#### PROBLEM DESCRIPTION
Recast the stretch of entries from the line containing "Objective — a point for each instance of the stone" through the end of the entries as a Markdown table with two columns, Row and Line. Each row holds one line with its row number, and blank lines are left out.
──────── RECORDS FOR THIS TASK
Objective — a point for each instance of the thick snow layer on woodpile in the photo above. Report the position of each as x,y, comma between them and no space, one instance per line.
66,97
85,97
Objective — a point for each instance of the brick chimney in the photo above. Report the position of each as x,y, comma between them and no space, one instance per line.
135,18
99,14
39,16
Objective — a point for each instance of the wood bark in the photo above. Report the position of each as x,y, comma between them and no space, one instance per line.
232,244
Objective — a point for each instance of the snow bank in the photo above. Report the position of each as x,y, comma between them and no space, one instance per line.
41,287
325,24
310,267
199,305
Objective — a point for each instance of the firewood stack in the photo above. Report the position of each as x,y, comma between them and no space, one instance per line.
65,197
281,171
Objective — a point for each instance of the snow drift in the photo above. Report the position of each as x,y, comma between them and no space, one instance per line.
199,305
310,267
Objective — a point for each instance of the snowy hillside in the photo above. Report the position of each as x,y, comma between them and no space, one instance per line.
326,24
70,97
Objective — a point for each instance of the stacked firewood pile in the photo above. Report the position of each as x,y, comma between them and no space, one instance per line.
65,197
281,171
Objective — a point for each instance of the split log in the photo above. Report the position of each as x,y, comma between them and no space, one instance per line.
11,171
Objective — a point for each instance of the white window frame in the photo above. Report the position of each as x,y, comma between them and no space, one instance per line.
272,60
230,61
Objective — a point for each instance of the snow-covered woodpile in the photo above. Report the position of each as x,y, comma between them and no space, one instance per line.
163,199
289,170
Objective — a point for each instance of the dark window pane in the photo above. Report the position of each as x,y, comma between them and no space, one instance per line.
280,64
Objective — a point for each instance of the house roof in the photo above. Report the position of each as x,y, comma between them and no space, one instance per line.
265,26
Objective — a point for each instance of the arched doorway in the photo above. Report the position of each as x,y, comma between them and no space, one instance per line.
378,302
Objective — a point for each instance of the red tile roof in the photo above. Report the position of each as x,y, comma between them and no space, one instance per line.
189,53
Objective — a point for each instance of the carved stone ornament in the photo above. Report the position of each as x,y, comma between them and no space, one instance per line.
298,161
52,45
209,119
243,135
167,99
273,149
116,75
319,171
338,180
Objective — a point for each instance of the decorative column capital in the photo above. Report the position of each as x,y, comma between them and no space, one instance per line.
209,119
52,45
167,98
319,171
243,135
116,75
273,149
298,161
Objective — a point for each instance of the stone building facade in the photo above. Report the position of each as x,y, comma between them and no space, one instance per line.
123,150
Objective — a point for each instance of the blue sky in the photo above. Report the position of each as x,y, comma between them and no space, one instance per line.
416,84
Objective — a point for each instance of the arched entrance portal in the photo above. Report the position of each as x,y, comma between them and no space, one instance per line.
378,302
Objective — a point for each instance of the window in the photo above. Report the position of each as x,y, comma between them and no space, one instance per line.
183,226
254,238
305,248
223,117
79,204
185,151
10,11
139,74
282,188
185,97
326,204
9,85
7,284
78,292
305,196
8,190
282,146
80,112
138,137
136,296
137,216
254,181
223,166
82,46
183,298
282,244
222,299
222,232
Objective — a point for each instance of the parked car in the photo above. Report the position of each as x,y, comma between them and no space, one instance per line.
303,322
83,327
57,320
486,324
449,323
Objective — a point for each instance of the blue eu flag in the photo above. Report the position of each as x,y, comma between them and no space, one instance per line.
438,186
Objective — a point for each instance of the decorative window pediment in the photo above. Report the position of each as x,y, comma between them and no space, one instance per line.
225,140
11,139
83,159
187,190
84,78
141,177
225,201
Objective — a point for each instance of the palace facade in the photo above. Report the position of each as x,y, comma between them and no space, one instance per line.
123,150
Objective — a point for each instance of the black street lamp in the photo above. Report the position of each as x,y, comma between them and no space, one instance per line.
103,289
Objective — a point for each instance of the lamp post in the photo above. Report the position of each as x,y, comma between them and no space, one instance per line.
────────────────
#### ANSWER IN FULL
| Row | Line |
|---|---|
| 1 | Objective — a point for each instance of the stone building facade in the photo above. Report the position of each as x,y, comma between them and no space, one instance per line. |
| 2 | 123,150 |
| 3 | Objective — a point for each instance of the blue sky in the photo above. Report the position of each as x,y, comma between them and no space, one instance per line. |
| 4 | 416,84 |
| 5 | Objective — a point for each instance of the arched entrance portal in the photo above. Report the position of each as x,y, comma between them and no space, one instance per line. |
| 6 | 378,302 |
| 7 | Objective — a point for each instance of the window in the photo above. Report the position of each as x,y, comma between them and no space, one instance per line. |
| 8 | 183,226 |
| 9 | 254,238 |
| 10 | 305,248 |
| 11 | 223,117 |
| 12 | 79,204 |
| 13 | 185,151 |
| 14 | 10,11 |
| 15 | 139,74 |
| 16 | 282,188 |
| 17 | 185,97 |
| 18 | 326,204 |
| 19 | 9,85 |
| 20 | 7,284 |
| 21 | 78,292 |
| 22 | 305,196 |
| 23 | 8,190 |
| 24 | 282,146 |
| 25 | 80,112 |
| 26 | 138,137 |
| 27 | 136,296 |
| 28 | 137,216 |
| 29 | 254,181 |
| 30 | 223,166 |
| 31 | 82,46 |
| 32 | 183,298 |
| 33 | 282,244 |
| 34 | 222,299 |
| 35 | 222,232 |
| 36 | Objective — a point for each instance of the parked car in the photo above. Report the position of each as x,y, comma between them and no space, one instance per line. |
| 37 | 303,322 |
| 38 | 83,327 |
| 39 | 57,320 |
| 40 | 486,324 |
| 41 | 449,323 |
| 42 | Objective — a point for each instance of the blue eu flag in the photo above. Report the position of each as x,y, comma between them and no space, one instance per line. |
| 43 | 438,186 |
| 44 | Objective — a point for each instance of the decorative window pediment in the photo above. Report the position of each as x,y, comma between them and no space, one instance per line. |
| 45 | 225,140 |
| 46 | 11,139 |
| 47 | 83,159 |
| 48 | 187,190 |
| 49 | 84,78 |
| 50 | 141,177 |
| 51 | 225,201 |
| 52 | Objective — a point for each instance of the palace facade in the photo above. Report the position of each as x,y, comma between them and no space, one instance per line. |
| 53 | 123,150 |
| 54 | Objective — a point for each instance of the black street lamp in the photo above. Report the position of each as x,y, comma between them and no space, one instance per line. |
| 55 | 103,289 |
| 56 | Objective — a point for each instance of the lamp post in the photo above. Report the position of each as x,y, comma between them and no space, one instance per line. |